┏━━

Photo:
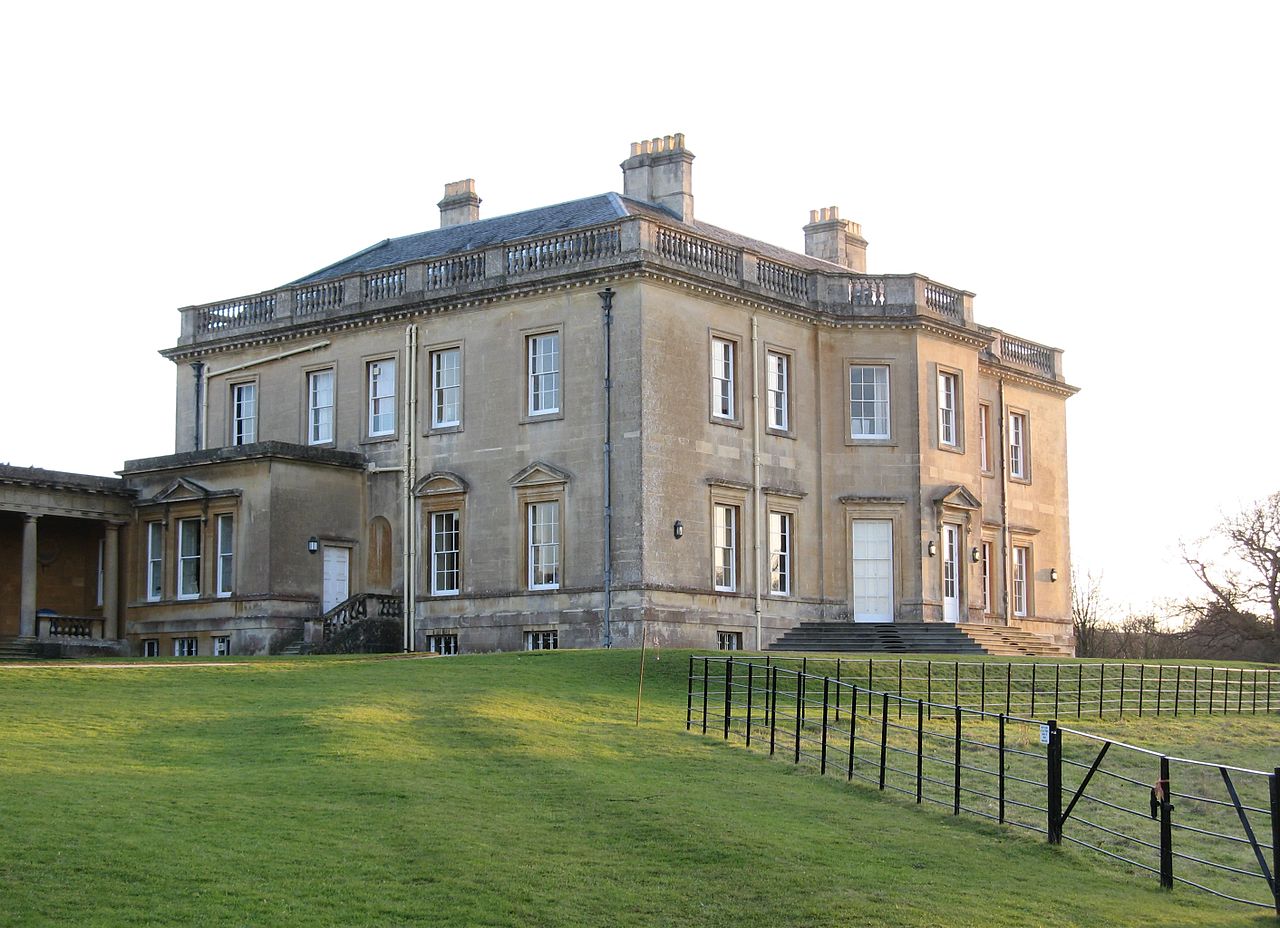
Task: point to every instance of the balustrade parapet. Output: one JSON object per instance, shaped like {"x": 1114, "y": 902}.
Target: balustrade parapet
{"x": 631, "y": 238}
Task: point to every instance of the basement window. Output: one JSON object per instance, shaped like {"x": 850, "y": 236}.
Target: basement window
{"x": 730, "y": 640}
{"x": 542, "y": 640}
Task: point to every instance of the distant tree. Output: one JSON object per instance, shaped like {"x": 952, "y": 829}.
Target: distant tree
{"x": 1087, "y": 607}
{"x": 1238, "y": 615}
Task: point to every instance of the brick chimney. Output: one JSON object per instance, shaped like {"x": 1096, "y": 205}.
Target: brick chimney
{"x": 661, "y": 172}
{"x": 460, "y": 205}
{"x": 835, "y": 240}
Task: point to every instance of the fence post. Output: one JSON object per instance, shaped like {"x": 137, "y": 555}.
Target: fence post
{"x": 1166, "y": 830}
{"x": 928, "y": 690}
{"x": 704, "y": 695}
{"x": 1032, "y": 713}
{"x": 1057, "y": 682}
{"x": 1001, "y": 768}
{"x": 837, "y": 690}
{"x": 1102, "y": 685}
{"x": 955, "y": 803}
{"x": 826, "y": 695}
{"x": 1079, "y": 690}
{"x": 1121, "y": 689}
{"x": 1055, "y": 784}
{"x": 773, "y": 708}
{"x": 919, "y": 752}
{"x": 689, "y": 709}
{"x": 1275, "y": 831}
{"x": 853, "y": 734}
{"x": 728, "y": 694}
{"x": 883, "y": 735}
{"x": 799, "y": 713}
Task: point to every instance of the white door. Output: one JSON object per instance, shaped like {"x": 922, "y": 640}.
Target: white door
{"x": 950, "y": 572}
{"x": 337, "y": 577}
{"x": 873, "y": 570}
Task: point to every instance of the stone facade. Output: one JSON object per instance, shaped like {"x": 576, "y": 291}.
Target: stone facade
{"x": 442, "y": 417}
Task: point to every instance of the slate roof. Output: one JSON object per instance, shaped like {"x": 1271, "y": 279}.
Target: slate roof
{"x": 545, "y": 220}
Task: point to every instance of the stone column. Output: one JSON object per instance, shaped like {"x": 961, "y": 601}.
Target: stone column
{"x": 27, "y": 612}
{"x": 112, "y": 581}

┗━━

Aim of the task:
Pictures aside, print every line of the material exactly.

Written reply:
Photo:
Task: point to every instance of the balustrade parapet. Output: one JSON object per instance, shaped like {"x": 1114, "y": 902}.
Target: balustrade parapet
{"x": 631, "y": 238}
Task: point to every instance of the basement window. Output: one JSON object per instance, shaped like {"x": 850, "y": 236}.
Target: basement window
{"x": 730, "y": 640}
{"x": 542, "y": 640}
Task: point to every instance of the distant tree. Output: one JSON object per instance, shaped like {"x": 952, "y": 829}.
Target: distant tree
{"x": 1087, "y": 607}
{"x": 1238, "y": 615}
Task: point to every instance of the brick chimney. Output: one JSON object per instance, shaped like {"x": 1096, "y": 205}.
Target: brick chimney
{"x": 661, "y": 172}
{"x": 460, "y": 205}
{"x": 835, "y": 240}
Task: point to every instance of the fence post. Output: one JSON object per instance, shaped like {"x": 137, "y": 555}.
Target: fence post
{"x": 1166, "y": 830}
{"x": 928, "y": 690}
{"x": 704, "y": 695}
{"x": 1032, "y": 713}
{"x": 1057, "y": 682}
{"x": 1001, "y": 768}
{"x": 837, "y": 690}
{"x": 1102, "y": 685}
{"x": 955, "y": 803}
{"x": 826, "y": 695}
{"x": 1079, "y": 690}
{"x": 1121, "y": 689}
{"x": 1055, "y": 784}
{"x": 773, "y": 708}
{"x": 919, "y": 752}
{"x": 689, "y": 709}
{"x": 1275, "y": 831}
{"x": 853, "y": 734}
{"x": 728, "y": 694}
{"x": 883, "y": 735}
{"x": 799, "y": 713}
Task: point to every instance of the white door. Output: one JSON object per instance, shaped like {"x": 922, "y": 640}.
Target: white door
{"x": 950, "y": 572}
{"x": 337, "y": 577}
{"x": 873, "y": 570}
Task: point to every instance of the stone facade. Output: one JSON object per instance, shaped like {"x": 576, "y": 291}.
Target: stone facade
{"x": 442, "y": 417}
Task: point to every instance of the slate roof. Output: one JSON object per instance, shaped like {"x": 1271, "y": 279}.
Target: slate roof
{"x": 545, "y": 220}
Task: point to every instance of the stone column. Output: one JSON object per instance, shaped like {"x": 961, "y": 601}.
Target: stone column
{"x": 27, "y": 612}
{"x": 112, "y": 581}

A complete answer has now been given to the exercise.